_Goal of the exercise:_ Write out all of the records precisely. Skip anything that is a picture.

[Records from a data collection]

+-------+

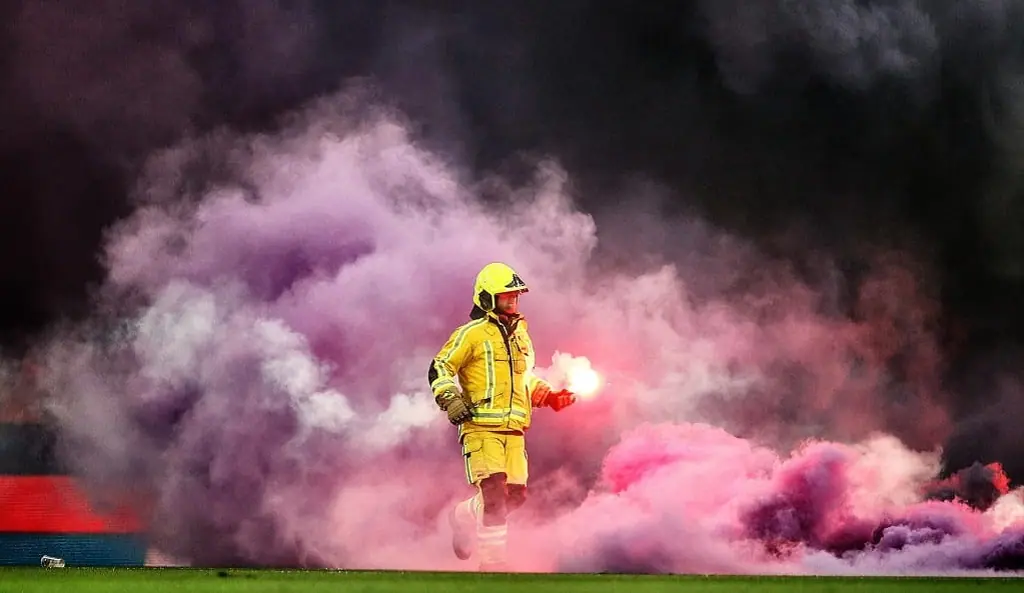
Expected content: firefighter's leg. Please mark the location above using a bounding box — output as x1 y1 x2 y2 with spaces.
460 432 512 570
451 431 507 565
505 434 529 513
476 472 509 571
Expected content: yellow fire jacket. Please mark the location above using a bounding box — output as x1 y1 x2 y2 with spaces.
429 309 550 439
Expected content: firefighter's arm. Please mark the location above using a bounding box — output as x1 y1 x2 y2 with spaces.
428 326 474 423
531 379 576 411
527 371 553 407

+-------+

_Exercise output:_
Expected content: firefighter's leg. Please mark the location above using a bounding box — output as x1 y1 x2 y2 with spaces.
460 432 512 570
451 431 507 565
505 434 529 513
476 472 509 571
Expected content: yellow fire jacket. Please mark the location above using a bounding box — output as x1 y1 x2 y2 with spaces.
429 309 550 439
Expected content: firefighter's arm. Please mark the location above using a bounding box — output as x1 y1 x2 y2 with spaces.
428 326 474 423
531 379 576 411
527 371 553 407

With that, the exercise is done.